*Work instruction*
Pick out and copy every line below that has the word "lake".
======== Exercise data
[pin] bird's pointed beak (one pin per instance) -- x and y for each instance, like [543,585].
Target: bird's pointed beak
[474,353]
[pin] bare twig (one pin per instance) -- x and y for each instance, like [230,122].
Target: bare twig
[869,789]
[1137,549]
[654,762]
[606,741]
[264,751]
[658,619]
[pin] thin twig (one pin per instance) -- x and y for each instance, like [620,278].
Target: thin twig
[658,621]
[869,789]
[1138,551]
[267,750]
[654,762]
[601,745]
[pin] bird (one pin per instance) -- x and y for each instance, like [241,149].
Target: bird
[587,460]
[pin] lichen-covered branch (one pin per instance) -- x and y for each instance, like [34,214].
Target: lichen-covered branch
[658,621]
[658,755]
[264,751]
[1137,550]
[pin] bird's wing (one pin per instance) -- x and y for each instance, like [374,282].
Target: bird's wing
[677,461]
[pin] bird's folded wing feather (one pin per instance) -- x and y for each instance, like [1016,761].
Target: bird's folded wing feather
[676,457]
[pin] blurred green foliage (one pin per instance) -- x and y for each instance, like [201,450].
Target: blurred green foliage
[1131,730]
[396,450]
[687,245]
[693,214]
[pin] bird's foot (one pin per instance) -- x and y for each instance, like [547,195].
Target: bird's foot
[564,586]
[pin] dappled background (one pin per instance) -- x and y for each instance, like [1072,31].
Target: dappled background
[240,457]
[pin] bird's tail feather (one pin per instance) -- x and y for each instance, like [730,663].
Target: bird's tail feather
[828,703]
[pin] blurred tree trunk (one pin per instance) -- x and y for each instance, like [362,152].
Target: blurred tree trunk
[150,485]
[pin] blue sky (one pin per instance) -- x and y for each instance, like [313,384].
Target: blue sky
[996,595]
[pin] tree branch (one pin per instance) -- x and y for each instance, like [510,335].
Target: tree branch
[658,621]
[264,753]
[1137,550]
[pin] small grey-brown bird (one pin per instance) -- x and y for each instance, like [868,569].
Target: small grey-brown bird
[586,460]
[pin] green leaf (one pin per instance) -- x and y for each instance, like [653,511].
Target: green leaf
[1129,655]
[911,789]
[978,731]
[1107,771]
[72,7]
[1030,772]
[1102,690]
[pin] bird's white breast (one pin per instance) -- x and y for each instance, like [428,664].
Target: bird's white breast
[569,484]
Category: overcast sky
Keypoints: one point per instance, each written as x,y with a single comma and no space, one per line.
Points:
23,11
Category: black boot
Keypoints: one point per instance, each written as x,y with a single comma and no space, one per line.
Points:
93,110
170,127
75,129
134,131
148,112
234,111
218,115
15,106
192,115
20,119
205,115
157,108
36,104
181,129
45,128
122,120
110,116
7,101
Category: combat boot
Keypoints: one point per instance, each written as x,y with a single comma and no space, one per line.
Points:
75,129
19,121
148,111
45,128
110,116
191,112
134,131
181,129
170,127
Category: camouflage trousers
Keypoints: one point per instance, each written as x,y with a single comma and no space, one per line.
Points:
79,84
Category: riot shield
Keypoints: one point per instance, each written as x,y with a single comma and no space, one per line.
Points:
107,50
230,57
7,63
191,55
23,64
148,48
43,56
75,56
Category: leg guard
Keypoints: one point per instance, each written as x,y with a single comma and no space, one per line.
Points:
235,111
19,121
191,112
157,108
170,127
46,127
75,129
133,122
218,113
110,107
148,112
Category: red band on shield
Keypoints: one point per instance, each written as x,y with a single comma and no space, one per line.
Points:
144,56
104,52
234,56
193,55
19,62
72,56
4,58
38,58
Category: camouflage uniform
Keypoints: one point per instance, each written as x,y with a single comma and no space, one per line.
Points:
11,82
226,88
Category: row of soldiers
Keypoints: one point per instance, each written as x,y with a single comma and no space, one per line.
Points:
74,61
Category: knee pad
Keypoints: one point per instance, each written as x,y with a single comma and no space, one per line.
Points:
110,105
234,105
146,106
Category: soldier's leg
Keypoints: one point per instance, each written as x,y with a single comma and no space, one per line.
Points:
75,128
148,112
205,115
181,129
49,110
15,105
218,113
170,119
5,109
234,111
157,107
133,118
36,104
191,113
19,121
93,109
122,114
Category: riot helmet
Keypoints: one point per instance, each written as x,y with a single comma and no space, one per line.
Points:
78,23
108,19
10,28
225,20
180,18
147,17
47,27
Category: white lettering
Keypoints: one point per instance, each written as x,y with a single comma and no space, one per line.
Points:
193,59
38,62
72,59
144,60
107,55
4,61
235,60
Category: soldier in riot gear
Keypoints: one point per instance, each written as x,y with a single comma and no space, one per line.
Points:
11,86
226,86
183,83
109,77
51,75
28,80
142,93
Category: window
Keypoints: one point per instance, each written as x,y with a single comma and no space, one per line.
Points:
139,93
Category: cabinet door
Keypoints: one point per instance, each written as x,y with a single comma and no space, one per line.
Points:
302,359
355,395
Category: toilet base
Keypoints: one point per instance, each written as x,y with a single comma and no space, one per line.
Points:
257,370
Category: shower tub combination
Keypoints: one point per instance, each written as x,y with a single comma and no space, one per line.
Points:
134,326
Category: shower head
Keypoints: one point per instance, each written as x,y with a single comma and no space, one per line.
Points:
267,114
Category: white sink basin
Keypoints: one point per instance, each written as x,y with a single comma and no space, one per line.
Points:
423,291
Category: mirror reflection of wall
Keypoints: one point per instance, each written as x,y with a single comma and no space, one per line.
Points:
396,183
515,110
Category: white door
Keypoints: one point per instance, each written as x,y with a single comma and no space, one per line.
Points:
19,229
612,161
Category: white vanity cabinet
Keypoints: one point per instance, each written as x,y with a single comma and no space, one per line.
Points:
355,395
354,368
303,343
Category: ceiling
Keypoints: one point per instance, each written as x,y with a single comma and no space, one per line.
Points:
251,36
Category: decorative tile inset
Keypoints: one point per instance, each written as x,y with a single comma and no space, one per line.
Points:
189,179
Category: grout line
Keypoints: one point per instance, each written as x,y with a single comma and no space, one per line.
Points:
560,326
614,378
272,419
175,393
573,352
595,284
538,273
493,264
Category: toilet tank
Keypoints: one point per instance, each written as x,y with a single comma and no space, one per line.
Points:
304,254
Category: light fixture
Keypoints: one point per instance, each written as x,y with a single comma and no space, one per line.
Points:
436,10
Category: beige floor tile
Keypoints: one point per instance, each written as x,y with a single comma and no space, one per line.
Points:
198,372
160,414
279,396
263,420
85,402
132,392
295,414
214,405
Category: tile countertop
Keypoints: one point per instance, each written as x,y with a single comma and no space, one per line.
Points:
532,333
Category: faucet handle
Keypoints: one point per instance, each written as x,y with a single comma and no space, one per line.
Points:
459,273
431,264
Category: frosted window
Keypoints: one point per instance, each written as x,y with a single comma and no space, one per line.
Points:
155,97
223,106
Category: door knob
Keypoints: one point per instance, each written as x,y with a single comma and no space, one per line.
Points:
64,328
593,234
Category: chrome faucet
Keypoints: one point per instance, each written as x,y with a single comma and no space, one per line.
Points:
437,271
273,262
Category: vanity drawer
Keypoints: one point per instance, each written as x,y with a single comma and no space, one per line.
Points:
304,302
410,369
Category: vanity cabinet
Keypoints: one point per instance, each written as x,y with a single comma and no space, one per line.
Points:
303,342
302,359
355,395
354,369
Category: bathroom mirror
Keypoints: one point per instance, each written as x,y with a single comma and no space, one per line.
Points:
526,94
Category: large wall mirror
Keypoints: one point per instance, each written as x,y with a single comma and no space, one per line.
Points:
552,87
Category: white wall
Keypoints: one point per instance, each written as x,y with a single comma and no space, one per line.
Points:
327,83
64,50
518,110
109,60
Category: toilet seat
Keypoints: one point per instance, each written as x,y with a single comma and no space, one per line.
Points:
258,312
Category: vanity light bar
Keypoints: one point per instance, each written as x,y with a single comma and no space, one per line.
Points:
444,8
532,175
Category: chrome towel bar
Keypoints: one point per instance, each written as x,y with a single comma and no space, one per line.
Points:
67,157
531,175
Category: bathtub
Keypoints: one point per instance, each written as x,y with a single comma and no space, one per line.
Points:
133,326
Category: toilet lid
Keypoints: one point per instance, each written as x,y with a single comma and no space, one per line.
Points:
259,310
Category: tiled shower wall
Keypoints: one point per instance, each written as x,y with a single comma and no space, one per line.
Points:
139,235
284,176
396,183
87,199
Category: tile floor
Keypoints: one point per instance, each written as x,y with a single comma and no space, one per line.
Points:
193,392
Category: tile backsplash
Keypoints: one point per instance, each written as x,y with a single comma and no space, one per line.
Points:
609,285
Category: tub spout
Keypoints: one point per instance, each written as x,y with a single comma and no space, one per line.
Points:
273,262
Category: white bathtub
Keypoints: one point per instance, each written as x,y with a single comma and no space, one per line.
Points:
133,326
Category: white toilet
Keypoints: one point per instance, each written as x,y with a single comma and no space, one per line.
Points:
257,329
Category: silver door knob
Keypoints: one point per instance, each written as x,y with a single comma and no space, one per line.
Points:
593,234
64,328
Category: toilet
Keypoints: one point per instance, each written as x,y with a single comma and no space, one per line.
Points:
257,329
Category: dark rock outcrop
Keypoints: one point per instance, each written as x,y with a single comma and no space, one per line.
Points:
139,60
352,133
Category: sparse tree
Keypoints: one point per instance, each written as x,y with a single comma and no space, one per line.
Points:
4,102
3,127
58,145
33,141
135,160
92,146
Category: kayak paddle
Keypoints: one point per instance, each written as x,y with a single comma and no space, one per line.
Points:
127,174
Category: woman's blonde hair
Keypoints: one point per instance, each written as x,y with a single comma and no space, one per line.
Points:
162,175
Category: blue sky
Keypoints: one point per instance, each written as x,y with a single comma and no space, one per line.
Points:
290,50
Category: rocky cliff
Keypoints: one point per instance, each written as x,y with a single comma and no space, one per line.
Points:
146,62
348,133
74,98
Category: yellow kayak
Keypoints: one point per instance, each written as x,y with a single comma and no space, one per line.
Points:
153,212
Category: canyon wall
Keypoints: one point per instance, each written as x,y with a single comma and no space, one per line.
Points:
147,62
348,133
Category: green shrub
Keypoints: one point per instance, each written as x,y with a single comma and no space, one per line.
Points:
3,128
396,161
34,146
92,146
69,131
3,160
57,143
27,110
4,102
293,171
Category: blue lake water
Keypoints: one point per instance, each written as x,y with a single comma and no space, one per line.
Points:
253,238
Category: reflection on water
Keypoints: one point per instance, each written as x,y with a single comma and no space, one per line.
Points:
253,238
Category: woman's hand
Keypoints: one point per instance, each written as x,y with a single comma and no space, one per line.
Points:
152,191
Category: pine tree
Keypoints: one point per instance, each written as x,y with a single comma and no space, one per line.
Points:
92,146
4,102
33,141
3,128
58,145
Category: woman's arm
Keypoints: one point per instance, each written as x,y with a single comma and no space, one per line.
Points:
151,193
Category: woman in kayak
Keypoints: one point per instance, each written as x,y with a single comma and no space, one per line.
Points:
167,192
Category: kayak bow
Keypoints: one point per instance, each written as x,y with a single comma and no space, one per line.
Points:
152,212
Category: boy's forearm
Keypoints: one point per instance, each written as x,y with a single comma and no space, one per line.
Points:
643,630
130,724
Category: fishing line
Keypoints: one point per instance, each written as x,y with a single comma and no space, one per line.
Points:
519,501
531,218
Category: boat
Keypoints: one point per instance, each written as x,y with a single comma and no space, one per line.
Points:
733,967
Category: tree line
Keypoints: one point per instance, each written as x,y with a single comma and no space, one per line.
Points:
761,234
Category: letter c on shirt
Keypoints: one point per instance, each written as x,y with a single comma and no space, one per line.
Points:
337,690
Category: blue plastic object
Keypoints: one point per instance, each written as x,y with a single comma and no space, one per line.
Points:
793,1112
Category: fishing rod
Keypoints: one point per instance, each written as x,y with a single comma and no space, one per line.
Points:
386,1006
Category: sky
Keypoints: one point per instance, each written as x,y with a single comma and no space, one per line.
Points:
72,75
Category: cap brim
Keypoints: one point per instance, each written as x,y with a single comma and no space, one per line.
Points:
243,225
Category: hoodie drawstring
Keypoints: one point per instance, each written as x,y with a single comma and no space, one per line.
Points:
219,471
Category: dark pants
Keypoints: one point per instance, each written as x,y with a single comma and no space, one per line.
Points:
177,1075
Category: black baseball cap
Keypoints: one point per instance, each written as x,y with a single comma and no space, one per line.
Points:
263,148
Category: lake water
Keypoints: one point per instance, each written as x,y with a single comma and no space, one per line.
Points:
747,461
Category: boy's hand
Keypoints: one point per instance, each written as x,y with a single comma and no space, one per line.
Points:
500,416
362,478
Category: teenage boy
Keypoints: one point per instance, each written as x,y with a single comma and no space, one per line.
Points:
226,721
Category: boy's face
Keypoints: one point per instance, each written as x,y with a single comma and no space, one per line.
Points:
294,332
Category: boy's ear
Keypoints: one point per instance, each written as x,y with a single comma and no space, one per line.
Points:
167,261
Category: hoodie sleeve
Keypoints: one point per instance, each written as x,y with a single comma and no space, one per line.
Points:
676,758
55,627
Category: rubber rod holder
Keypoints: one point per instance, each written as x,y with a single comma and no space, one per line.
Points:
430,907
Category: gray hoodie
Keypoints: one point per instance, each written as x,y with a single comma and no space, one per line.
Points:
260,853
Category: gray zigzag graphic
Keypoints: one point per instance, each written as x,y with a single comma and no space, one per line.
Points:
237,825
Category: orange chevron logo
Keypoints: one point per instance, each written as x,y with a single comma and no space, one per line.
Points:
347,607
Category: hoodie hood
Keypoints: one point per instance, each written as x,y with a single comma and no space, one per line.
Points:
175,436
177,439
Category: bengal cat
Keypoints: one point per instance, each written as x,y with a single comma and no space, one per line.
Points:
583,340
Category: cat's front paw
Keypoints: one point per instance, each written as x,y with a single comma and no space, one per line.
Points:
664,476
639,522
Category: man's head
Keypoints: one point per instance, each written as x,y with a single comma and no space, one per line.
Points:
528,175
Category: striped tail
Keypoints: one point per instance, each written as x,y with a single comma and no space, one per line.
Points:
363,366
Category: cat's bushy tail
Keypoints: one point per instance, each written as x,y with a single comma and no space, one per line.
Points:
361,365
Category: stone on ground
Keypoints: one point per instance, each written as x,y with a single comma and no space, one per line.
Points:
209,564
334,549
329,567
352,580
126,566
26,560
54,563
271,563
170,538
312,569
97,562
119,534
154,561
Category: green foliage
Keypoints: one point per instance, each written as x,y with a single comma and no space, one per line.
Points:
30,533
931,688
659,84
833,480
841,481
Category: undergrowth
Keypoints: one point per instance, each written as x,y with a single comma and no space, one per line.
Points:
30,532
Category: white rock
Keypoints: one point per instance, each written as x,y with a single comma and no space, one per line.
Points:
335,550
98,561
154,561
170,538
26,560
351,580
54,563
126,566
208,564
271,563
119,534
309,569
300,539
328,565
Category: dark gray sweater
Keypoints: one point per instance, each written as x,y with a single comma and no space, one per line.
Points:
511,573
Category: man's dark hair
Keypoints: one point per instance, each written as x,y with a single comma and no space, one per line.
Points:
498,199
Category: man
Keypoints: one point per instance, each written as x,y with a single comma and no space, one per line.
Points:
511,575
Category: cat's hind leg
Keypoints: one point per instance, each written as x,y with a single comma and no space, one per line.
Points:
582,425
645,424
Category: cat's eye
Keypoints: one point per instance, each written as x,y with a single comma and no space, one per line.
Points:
================
*Answer to the exercise*
Category: blue lake water
Category: lake water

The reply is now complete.